(Saved entries)
═══
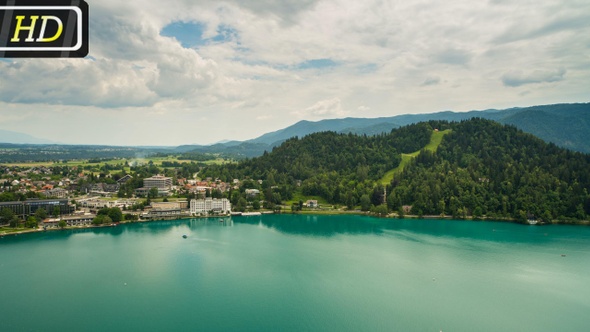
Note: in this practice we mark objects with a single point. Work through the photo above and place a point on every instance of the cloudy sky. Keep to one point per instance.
(198, 71)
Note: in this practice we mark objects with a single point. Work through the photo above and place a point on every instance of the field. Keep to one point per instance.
(132, 161)
(435, 141)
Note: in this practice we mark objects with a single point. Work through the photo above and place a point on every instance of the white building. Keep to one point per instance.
(158, 181)
(208, 204)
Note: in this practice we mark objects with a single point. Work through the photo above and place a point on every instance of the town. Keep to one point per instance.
(56, 196)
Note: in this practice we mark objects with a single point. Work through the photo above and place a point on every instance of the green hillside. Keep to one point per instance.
(476, 168)
(432, 146)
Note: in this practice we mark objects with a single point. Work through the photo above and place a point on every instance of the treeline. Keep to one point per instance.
(481, 169)
(12, 153)
(486, 169)
(342, 168)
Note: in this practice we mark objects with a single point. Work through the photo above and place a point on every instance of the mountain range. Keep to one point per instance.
(566, 125)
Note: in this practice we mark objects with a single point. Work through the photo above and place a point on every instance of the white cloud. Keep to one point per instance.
(390, 57)
(324, 109)
(518, 78)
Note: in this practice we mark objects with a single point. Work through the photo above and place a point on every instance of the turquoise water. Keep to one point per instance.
(298, 273)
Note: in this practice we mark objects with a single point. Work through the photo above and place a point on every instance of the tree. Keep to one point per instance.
(56, 211)
(380, 210)
(6, 214)
(14, 221)
(40, 214)
(153, 193)
(365, 203)
(102, 219)
(130, 217)
(31, 222)
(256, 204)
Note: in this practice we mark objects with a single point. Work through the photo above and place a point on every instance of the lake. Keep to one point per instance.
(298, 273)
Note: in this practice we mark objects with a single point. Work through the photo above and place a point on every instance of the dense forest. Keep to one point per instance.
(481, 169)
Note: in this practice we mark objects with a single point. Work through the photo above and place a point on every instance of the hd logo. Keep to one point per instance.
(37, 28)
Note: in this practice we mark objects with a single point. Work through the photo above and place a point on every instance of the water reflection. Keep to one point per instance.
(412, 229)
(330, 226)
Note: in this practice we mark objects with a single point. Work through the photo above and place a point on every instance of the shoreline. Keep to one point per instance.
(308, 212)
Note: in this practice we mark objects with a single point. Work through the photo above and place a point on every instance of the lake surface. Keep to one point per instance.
(298, 273)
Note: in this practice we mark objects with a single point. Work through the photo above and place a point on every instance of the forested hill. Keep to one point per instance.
(484, 168)
(481, 169)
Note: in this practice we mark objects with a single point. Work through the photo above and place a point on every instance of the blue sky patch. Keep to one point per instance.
(189, 34)
(317, 64)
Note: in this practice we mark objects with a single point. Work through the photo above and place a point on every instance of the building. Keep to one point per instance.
(204, 206)
(170, 205)
(252, 192)
(57, 192)
(312, 203)
(124, 179)
(27, 208)
(158, 181)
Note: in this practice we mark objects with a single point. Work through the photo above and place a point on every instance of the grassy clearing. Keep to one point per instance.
(297, 196)
(143, 161)
(9, 230)
(435, 141)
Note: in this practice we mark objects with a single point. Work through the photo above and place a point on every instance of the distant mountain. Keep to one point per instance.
(7, 136)
(304, 128)
(563, 124)
(566, 125)
(481, 168)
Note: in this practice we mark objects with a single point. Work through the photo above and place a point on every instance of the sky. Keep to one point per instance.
(198, 72)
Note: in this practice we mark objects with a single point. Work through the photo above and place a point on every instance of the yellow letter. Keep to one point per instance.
(19, 27)
(57, 34)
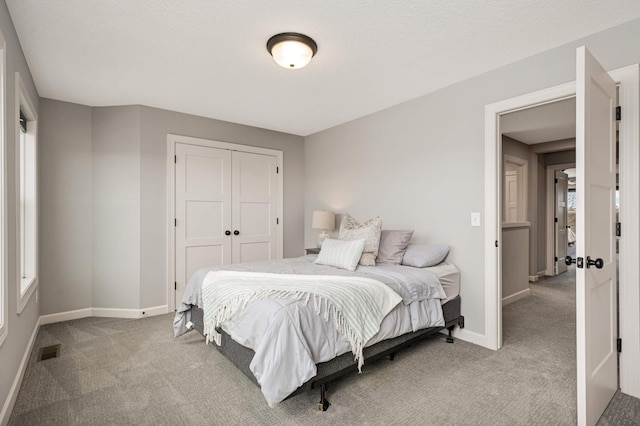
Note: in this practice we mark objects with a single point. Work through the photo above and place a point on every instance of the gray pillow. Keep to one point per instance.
(392, 246)
(424, 255)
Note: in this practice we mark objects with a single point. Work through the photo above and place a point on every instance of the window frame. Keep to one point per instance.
(26, 285)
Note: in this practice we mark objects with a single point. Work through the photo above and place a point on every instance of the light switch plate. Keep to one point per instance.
(475, 218)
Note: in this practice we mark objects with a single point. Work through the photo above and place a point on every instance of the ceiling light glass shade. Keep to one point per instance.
(292, 50)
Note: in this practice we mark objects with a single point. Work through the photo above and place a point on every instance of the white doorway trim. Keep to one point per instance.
(629, 136)
(172, 140)
(522, 176)
(550, 223)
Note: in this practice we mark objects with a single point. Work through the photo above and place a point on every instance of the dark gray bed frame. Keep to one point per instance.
(344, 364)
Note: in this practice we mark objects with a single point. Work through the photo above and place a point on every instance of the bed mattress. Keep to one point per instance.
(310, 341)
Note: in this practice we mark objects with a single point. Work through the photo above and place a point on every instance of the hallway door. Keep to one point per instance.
(560, 234)
(596, 311)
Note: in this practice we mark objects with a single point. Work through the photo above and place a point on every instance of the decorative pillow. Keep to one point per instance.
(392, 246)
(423, 255)
(341, 254)
(351, 229)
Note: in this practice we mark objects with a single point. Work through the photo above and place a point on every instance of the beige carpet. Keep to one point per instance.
(132, 372)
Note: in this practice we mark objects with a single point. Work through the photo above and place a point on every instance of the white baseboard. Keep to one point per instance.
(17, 382)
(105, 313)
(516, 296)
(65, 316)
(469, 336)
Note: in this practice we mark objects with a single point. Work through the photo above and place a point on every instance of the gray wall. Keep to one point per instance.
(20, 327)
(66, 207)
(111, 165)
(420, 164)
(116, 207)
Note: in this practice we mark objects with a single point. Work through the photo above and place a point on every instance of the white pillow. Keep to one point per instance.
(340, 253)
(351, 229)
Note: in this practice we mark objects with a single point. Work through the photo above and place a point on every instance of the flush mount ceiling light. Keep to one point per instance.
(292, 50)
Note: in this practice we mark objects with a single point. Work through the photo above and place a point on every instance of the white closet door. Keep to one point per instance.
(255, 198)
(203, 210)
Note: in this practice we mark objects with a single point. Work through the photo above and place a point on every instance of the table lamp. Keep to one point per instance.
(325, 221)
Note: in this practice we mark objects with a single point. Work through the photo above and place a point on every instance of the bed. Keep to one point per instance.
(426, 301)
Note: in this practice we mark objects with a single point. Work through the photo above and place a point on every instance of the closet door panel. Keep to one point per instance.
(203, 210)
(254, 207)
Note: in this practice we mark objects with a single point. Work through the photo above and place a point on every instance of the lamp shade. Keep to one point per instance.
(323, 220)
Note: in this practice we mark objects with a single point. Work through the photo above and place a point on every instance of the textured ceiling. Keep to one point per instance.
(208, 57)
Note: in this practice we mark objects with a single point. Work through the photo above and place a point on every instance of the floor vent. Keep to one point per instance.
(49, 352)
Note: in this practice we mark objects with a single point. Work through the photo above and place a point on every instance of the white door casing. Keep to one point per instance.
(511, 196)
(202, 211)
(596, 315)
(254, 201)
(560, 234)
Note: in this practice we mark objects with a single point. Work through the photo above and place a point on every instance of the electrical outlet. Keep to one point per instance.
(475, 218)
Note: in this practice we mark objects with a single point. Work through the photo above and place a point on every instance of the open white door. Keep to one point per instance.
(595, 232)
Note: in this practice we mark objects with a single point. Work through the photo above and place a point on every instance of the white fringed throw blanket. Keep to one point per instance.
(357, 305)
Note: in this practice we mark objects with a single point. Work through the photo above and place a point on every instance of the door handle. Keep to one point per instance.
(578, 261)
(598, 263)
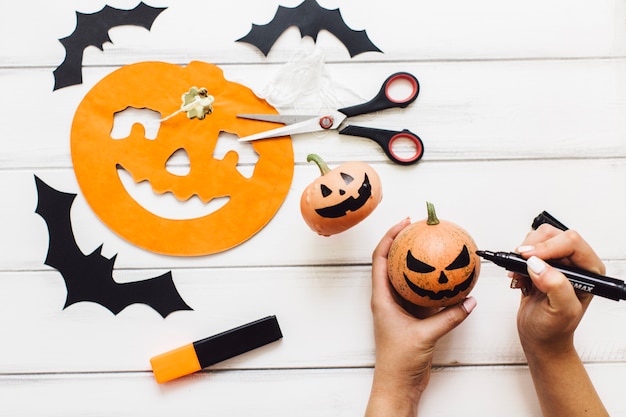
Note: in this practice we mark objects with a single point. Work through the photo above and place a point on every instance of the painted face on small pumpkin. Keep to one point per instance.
(433, 263)
(350, 203)
(442, 283)
(341, 197)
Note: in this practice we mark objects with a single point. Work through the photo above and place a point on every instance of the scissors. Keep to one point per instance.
(295, 124)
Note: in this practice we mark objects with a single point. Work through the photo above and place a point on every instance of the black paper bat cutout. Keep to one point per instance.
(90, 277)
(92, 29)
(310, 18)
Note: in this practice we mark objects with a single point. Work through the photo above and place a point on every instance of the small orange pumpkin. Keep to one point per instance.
(340, 198)
(433, 263)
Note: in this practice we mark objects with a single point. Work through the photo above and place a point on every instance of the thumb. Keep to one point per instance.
(447, 319)
(551, 282)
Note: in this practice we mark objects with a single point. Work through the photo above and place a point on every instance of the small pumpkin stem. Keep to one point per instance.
(320, 163)
(432, 216)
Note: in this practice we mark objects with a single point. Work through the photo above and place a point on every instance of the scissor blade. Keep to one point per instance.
(287, 119)
(306, 126)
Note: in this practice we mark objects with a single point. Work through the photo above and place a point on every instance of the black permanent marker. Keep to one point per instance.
(582, 280)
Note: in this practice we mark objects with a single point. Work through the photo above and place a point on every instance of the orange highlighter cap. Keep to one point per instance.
(176, 363)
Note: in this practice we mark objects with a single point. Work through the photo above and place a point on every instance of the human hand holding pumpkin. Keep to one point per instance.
(405, 338)
(549, 313)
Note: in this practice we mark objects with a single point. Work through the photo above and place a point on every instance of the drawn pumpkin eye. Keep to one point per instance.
(416, 265)
(461, 261)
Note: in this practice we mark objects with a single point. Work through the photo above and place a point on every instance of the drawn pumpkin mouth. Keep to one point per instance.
(349, 204)
(438, 295)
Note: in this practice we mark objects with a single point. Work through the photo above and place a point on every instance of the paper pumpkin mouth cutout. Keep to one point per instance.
(157, 86)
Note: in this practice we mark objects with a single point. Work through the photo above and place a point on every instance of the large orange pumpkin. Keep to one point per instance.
(158, 86)
(433, 263)
(341, 197)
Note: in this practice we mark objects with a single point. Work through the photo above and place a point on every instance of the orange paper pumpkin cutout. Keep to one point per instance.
(159, 86)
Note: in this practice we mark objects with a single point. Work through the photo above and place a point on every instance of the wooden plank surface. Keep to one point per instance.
(521, 109)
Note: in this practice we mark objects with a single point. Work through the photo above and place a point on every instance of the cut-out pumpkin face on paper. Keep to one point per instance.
(433, 263)
(340, 198)
(157, 86)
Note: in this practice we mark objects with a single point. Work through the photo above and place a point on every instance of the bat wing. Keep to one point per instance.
(90, 277)
(310, 18)
(93, 30)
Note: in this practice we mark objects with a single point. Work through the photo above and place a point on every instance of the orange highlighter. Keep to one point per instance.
(198, 355)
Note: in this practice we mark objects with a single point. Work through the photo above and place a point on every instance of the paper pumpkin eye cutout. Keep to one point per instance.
(251, 200)
(433, 263)
(340, 198)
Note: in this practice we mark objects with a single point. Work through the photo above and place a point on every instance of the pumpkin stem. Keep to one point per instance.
(319, 161)
(432, 216)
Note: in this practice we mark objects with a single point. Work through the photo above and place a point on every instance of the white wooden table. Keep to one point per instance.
(522, 109)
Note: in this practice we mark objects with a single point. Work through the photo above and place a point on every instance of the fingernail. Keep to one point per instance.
(468, 304)
(536, 265)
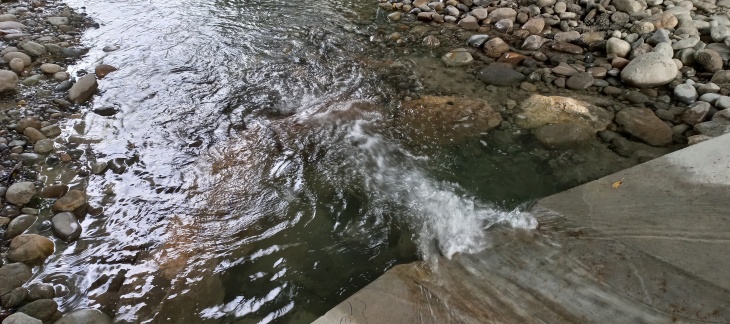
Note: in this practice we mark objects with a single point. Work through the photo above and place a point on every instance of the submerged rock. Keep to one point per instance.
(82, 90)
(30, 248)
(645, 125)
(445, 119)
(539, 110)
(562, 136)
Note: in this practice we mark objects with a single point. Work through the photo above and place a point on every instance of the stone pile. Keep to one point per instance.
(665, 59)
(38, 40)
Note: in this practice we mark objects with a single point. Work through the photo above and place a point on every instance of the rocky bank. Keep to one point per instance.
(625, 71)
(39, 40)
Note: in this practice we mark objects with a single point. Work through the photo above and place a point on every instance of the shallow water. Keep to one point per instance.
(265, 179)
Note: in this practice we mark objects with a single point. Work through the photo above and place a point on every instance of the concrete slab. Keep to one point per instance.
(654, 250)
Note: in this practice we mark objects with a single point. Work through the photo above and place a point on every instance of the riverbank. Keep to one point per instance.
(653, 71)
(45, 169)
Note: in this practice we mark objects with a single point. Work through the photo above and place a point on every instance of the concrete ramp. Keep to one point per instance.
(654, 250)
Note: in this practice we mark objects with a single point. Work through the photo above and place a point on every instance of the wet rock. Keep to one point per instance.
(34, 49)
(495, 47)
(8, 81)
(21, 318)
(51, 131)
(30, 248)
(85, 316)
(14, 298)
(12, 276)
(51, 68)
(567, 48)
(709, 59)
(38, 291)
(645, 125)
(17, 65)
(66, 226)
(533, 42)
(477, 40)
(10, 56)
(696, 113)
(579, 81)
(54, 191)
(19, 225)
(457, 57)
(685, 93)
(43, 146)
(58, 21)
(696, 139)
(45, 310)
(82, 90)
(72, 200)
(98, 167)
(650, 69)
(33, 134)
(503, 13)
(500, 74)
(20, 193)
(448, 118)
(469, 23)
(540, 110)
(561, 136)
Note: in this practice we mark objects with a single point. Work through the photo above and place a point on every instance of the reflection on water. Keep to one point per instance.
(265, 181)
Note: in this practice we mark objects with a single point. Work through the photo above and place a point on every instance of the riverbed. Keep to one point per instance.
(266, 177)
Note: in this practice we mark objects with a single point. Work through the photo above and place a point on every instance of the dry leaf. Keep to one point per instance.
(617, 184)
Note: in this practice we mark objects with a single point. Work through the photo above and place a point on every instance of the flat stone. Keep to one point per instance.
(540, 110)
(500, 74)
(650, 69)
(562, 136)
(645, 125)
(458, 57)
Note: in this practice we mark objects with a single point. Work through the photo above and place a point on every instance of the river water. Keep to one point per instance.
(265, 179)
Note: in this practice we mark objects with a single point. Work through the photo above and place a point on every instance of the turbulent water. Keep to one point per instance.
(265, 181)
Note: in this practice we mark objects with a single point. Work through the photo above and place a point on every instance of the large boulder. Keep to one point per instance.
(85, 316)
(8, 81)
(30, 248)
(562, 136)
(13, 276)
(83, 89)
(446, 119)
(540, 110)
(642, 123)
(20, 193)
(648, 70)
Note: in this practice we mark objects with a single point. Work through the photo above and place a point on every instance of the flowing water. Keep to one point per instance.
(265, 179)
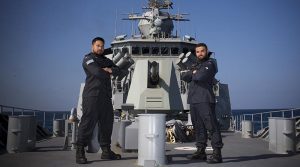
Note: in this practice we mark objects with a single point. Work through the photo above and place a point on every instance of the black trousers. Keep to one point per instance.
(96, 111)
(204, 119)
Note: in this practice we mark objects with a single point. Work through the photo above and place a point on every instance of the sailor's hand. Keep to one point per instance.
(184, 71)
(107, 70)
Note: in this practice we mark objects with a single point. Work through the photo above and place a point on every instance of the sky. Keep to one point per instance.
(42, 43)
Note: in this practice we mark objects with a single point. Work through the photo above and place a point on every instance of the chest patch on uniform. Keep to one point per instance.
(89, 62)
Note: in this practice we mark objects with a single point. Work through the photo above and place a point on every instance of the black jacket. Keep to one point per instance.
(98, 81)
(201, 83)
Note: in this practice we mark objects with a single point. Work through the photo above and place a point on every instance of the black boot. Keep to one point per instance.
(80, 155)
(108, 154)
(199, 154)
(216, 157)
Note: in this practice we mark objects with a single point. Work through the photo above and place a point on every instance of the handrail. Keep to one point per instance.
(24, 110)
(241, 117)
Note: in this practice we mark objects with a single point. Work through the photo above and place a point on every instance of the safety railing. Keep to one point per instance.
(260, 120)
(44, 118)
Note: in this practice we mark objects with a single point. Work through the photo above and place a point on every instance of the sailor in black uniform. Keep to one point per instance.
(202, 104)
(96, 102)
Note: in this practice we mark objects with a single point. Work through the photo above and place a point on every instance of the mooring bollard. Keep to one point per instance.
(58, 127)
(21, 133)
(282, 135)
(151, 142)
(247, 129)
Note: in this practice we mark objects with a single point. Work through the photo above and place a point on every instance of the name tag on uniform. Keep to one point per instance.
(89, 62)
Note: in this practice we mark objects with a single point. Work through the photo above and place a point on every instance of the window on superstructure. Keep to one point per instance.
(164, 51)
(136, 50)
(155, 50)
(174, 51)
(145, 50)
(116, 51)
(185, 50)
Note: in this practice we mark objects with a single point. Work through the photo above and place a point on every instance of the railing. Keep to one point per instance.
(43, 117)
(260, 120)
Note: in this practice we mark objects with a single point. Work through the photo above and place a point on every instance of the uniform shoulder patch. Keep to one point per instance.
(89, 61)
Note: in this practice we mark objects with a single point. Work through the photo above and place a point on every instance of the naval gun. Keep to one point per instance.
(152, 61)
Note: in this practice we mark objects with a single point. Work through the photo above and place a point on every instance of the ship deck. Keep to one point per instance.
(237, 152)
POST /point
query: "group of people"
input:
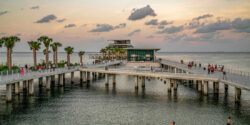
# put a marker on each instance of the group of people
(229, 121)
(210, 67)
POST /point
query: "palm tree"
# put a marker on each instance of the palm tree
(9, 43)
(46, 41)
(122, 52)
(81, 53)
(55, 46)
(1, 43)
(103, 51)
(113, 52)
(69, 50)
(108, 49)
(117, 51)
(34, 46)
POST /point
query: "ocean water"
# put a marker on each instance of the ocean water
(94, 103)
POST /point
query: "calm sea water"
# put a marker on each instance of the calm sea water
(122, 104)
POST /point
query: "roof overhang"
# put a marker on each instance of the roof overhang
(156, 49)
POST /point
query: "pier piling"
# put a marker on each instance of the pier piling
(60, 78)
(205, 88)
(106, 79)
(40, 81)
(114, 78)
(175, 84)
(48, 80)
(31, 87)
(24, 85)
(143, 81)
(72, 77)
(199, 86)
(237, 94)
(8, 92)
(169, 85)
(136, 82)
(17, 88)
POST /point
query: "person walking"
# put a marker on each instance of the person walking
(40, 68)
(212, 69)
(173, 123)
(224, 75)
(22, 71)
(229, 121)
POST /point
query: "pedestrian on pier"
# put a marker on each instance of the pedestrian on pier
(22, 71)
(173, 123)
(212, 69)
(229, 121)
(40, 68)
(224, 75)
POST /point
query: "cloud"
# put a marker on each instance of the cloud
(202, 17)
(203, 37)
(61, 20)
(213, 27)
(195, 24)
(2, 33)
(35, 7)
(3, 12)
(84, 25)
(18, 34)
(150, 37)
(171, 30)
(122, 25)
(47, 19)
(152, 22)
(133, 32)
(69, 26)
(107, 27)
(164, 22)
(241, 25)
(141, 13)
(161, 27)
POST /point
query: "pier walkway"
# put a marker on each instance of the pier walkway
(237, 80)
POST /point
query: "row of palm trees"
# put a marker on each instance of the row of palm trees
(113, 53)
(9, 43)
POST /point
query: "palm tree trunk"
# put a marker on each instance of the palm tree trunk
(56, 59)
(34, 58)
(8, 58)
(47, 57)
(81, 60)
(68, 59)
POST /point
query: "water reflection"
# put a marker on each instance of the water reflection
(146, 101)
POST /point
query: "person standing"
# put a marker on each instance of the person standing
(224, 75)
(173, 123)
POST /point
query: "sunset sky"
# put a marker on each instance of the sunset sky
(172, 25)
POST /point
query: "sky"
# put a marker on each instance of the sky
(171, 25)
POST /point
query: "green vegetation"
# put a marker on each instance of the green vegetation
(54, 47)
(109, 53)
(34, 46)
(69, 50)
(9, 43)
(81, 53)
(46, 42)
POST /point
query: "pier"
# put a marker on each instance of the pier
(176, 73)
(27, 79)
(171, 73)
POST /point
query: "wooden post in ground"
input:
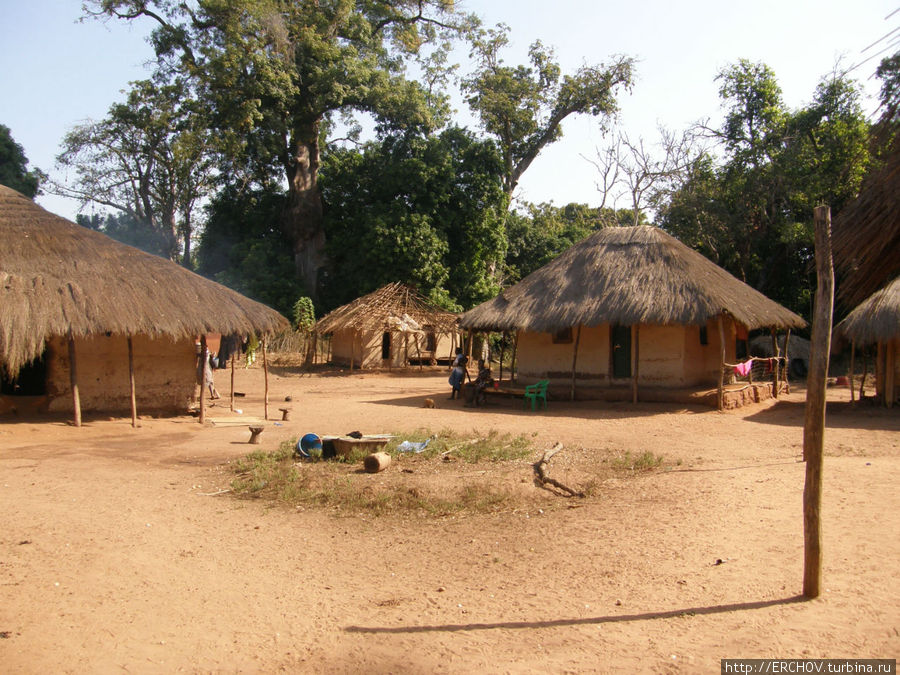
═══
In the data above, find the line containing "# put a marker on each instance of the row", then output it and every later line exactly, without the pictures.

__Solved problem__.
# put a marker on each instance of the row of palm trees
(113, 53)
(9, 43)
POST /point
query: "palm tree trunk"
# put a marker on each instance of the palm tree trunk
(56, 59)
(34, 58)
(8, 58)
(47, 57)
(81, 60)
(68, 59)
POST /point
query: "water reflection"
# put a marker on each instance of the water reflection
(146, 101)
POST /point
query: "person standing"
# put a marker on each instance of the person standing
(224, 75)
(173, 123)
POST /point
query: "sunset sky"
# put a marker on each instance of the sunset sky
(172, 25)
POST /point
query: "sky"
# put a marker on each instance of the sky
(171, 25)
POST /point
query: "green vegetation"
# put a marker on each instance of the green vegetation
(54, 47)
(109, 53)
(34, 46)
(69, 50)
(9, 43)
(81, 53)
(46, 42)
POST /point
query: "pier"
# put a marker on each instance of the pier
(176, 73)
(27, 79)
(171, 73)
POST /point
query: "wooden post in ground"
input:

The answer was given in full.